▸ Problem to solve: Update the lines from the one containing "For the evaluation set, pick out each instance of the stone" through the end of the lines, changing "single dot" to "single point" and leaving everything else unchanged.

Pointing and labeling lines
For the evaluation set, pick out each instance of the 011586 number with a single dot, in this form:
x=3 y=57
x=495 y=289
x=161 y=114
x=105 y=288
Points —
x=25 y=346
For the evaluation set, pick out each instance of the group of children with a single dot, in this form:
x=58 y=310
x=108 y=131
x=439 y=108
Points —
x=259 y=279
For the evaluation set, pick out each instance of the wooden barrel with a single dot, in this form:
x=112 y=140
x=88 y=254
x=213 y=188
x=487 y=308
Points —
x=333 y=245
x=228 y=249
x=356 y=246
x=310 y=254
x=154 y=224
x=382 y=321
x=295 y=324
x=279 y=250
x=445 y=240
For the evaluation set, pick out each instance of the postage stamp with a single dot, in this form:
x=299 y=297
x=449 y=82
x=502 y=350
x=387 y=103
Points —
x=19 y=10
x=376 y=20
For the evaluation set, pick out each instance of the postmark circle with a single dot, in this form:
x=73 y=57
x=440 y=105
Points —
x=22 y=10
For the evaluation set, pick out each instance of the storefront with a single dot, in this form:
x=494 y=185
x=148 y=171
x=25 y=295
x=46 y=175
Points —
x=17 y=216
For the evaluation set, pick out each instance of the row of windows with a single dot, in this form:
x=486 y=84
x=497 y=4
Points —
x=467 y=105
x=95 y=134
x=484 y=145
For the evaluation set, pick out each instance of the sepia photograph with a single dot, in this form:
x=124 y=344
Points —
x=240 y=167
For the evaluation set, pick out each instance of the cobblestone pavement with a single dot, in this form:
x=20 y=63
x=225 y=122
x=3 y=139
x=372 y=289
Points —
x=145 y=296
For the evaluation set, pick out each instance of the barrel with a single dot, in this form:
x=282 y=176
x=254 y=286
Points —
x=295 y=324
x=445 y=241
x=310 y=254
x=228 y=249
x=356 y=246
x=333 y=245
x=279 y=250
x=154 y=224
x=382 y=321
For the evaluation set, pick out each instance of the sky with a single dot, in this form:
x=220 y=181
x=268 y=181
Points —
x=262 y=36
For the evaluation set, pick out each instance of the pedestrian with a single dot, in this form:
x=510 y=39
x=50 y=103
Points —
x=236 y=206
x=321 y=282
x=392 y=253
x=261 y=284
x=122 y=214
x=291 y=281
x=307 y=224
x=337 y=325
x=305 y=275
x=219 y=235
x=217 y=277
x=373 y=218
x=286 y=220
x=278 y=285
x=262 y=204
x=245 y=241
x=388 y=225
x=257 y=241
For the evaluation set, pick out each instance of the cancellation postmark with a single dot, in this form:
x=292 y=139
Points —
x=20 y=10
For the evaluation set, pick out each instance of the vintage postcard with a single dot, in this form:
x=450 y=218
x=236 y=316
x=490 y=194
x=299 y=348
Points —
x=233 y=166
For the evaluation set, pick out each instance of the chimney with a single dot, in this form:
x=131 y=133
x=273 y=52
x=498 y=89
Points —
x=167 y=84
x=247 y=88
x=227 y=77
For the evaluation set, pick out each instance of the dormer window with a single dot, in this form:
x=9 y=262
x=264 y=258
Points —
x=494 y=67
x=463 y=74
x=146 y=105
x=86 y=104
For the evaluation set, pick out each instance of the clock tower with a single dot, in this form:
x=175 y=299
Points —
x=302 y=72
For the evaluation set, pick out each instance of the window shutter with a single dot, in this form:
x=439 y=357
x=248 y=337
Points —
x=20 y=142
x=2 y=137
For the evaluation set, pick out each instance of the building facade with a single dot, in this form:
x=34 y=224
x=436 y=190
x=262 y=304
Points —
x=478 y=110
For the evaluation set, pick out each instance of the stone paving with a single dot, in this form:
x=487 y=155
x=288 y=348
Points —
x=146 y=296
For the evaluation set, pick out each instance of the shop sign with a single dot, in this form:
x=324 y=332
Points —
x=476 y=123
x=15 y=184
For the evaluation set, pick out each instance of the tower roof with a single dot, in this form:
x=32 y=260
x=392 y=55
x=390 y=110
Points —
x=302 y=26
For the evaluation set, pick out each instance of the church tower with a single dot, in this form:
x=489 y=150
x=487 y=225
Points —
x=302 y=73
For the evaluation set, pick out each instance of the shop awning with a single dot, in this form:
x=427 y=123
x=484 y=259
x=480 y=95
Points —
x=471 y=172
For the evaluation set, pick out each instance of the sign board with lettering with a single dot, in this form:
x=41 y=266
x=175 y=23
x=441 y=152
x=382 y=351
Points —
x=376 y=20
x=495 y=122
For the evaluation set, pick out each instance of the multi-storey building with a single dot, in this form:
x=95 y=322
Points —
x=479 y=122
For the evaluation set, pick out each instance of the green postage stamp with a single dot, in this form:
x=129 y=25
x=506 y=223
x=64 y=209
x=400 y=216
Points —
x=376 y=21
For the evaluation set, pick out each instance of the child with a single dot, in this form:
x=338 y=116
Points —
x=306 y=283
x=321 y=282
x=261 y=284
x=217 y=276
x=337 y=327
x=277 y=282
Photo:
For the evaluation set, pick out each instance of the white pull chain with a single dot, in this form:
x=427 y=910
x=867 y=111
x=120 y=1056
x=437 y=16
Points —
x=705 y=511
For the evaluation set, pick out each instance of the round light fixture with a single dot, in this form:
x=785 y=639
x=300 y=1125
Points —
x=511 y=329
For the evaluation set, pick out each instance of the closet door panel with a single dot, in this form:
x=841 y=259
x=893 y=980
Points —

▸ Expected output:
For the evaluation set, pick out each instance of the stone paving with a single point, in this form:
x=487 y=155
x=288 y=348
Points —
x=146 y=296
For the evaluation set, pick out each instance of the shop sign with a single point, in this form:
x=324 y=332
Points —
x=476 y=123
x=15 y=184
For the evaluation set, pick out each instance of the tower roof with a single point, in this form:
x=32 y=260
x=392 y=55
x=390 y=110
Points —
x=302 y=26
For the evaluation set, pick out each instance of the church tower with a single point, in this form:
x=489 y=150
x=487 y=225
Points —
x=302 y=73
For the evaluation set, pick out each instance of the shop awning with a single point, in this form:
x=427 y=123
x=484 y=259
x=480 y=95
Points —
x=471 y=172
For the evaluation set, pick out each instance of the sign board with lettering with a single point, in this form:
x=41 y=266
x=175 y=23
x=441 y=152
x=382 y=351
Points —
x=376 y=20
x=495 y=122
For the evaluation set, pick out each instance of the multi-storey building with a single point, in this form:
x=95 y=322
Points —
x=479 y=122
For the evaluation set, pick out each instance of the green postage stamp with a single point, in this form:
x=129 y=25
x=506 y=223
x=64 y=209
x=400 y=216
Points —
x=376 y=21
For the evaluation set, pick out each instance of the child with a single point, in this form:
x=338 y=116
Points —
x=306 y=283
x=321 y=282
x=261 y=284
x=217 y=276
x=337 y=327
x=277 y=282
Photo:
For the evaluation set, pick out each instance of the white pull chain with a single point, in this form:
x=427 y=910
x=867 y=111
x=120 y=1056
x=437 y=16
Points —
x=705 y=511
For the evaluation set, pick out each instance of the round light fixture with a single point, in this form:
x=785 y=639
x=300 y=1125
Points —
x=511 y=329
For the evaluation set, pick out each instance of the closet door panel with a single point, in this form:
x=841 y=259
x=893 y=980
Points —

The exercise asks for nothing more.